The expected output is every line from the one containing "Query: window sill" to the end of the data below, exactly, and no other line.

---- Extracted material

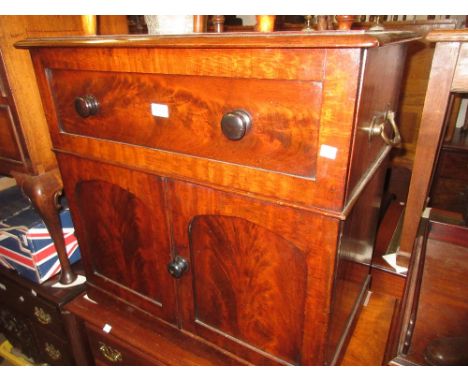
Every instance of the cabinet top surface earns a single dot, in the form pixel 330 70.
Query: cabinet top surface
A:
pixel 326 39
pixel 460 35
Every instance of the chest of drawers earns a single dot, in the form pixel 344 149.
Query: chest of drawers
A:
pixel 32 317
pixel 228 185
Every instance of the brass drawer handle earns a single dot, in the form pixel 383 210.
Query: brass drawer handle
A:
pixel 52 351
pixel 110 353
pixel 377 127
pixel 42 316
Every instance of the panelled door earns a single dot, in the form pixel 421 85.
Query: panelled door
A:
pixel 121 224
pixel 255 276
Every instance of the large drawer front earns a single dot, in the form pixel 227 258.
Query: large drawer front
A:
pixel 110 351
pixel 283 136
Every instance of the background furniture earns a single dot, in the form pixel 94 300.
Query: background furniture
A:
pixel 25 147
pixel 32 318
pixel 243 198
pixel 448 74
pixel 434 303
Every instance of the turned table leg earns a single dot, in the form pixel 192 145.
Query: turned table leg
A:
pixel 43 191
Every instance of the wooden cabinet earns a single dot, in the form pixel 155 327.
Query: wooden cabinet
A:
pixel 449 189
pixel 227 186
pixel 32 318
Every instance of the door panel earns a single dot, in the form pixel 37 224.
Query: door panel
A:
pixel 122 231
pixel 259 276
pixel 244 272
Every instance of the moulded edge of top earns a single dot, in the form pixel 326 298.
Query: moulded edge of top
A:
pixel 326 39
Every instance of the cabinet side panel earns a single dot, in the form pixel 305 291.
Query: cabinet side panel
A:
pixel 380 90
pixel 354 258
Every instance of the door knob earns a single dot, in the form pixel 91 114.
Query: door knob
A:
pixel 235 124
pixel 86 106
pixel 177 267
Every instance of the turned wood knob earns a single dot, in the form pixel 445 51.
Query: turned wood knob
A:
pixel 86 106
pixel 218 23
pixel 345 22
pixel 235 124
pixel 177 267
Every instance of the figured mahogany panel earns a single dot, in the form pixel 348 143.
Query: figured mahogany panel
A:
pixel 243 273
pixel 260 275
pixel 122 229
pixel 284 115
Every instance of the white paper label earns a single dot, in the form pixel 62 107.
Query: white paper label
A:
pixel 328 152
pixel 160 110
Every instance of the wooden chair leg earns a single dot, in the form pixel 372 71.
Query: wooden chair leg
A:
pixel 43 191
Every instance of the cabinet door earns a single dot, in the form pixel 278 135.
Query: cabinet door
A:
pixel 259 275
pixel 121 225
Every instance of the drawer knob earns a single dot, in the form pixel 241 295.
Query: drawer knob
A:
pixel 110 353
pixel 52 351
pixel 42 316
pixel 235 124
pixel 177 267
pixel 86 106
pixel 377 128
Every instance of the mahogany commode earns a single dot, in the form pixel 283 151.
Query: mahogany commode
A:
pixel 224 188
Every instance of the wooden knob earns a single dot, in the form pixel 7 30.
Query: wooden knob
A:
pixel 345 22
pixel 218 23
pixel 177 267
pixel 86 106
pixel 235 124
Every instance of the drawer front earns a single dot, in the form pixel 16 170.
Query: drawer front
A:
pixel 110 351
pixel 54 350
pixel 454 165
pixel 46 315
pixel 183 114
pixel 34 307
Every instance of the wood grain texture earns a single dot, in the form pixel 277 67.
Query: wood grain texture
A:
pixel 122 229
pixel 367 347
pixel 33 136
pixel 460 78
pixel 13 150
pixel 375 103
pixel 336 116
pixel 329 39
pixel 284 128
pixel 442 305
pixel 448 36
pixel 309 238
pixel 237 63
pixel 244 272
pixel 261 228
pixel 414 85
pixel 357 234
pixel 143 334
pixel 443 66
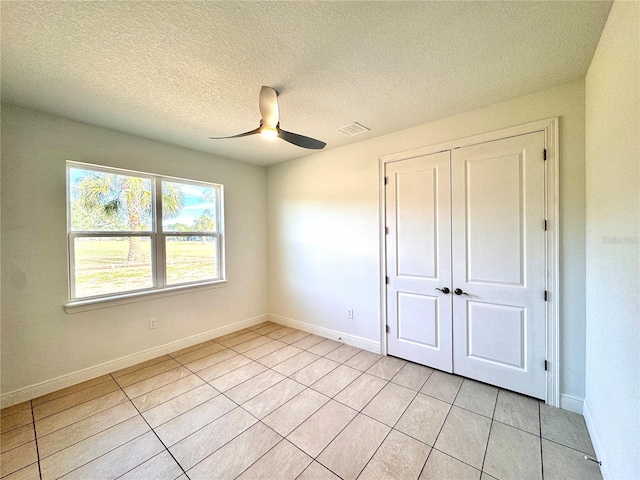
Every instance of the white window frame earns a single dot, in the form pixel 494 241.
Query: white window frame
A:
pixel 157 237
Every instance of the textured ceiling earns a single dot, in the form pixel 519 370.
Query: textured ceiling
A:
pixel 180 72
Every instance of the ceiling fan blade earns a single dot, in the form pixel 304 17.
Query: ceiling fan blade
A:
pixel 269 107
pixel 245 134
pixel 301 140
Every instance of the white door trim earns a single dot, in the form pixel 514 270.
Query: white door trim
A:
pixel 550 128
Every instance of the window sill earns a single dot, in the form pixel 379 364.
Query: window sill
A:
pixel 79 306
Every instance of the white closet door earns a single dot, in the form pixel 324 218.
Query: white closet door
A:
pixel 499 263
pixel 418 207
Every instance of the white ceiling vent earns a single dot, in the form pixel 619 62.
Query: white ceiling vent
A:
pixel 353 129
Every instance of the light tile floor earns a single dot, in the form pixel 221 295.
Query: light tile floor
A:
pixel 271 402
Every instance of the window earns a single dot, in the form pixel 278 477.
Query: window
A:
pixel 137 232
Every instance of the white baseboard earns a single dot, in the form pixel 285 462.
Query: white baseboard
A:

--------

### Answer to the problem
Query: window sill
A:
pixel 79 306
Every instance of the white closet door earns a single dot, in the form pixel 324 218.
Query: white closet door
A:
pixel 499 263
pixel 418 207
Every instance of the white ceiling vent earns a single dot, in the form pixel 619 62.
Query: white ceiling vent
A:
pixel 353 129
Every instance of the light tile floor earns a single dot, in the form pixel 221 295.
Query: light tile floor
A:
pixel 271 402
Every instance of the window earns a single dot, in the form pixel 278 477.
Query: window
A:
pixel 137 232
Every instance of the white baseboard earns a single dot, in the form pixel 285 462.
Query: white baseboard
A:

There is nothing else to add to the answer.